* **DETTAGLI ESERCIZIO**:
Sostituisci "white cloud" con "gray cloud" in tutte le voci seguenti e riscrivile lasciando invariato tutto il resto.

* **Estratto del dataset**:

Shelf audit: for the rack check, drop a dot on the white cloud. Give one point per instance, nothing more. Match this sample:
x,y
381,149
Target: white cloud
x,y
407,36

* **SOLUZIONE**:
Shelf audit: for the rack check, drop a dot on the gray cloud. Give one point per instance, nothing more. Match this sample:
x,y
381,149
Target: gray cloud
x,y
407,36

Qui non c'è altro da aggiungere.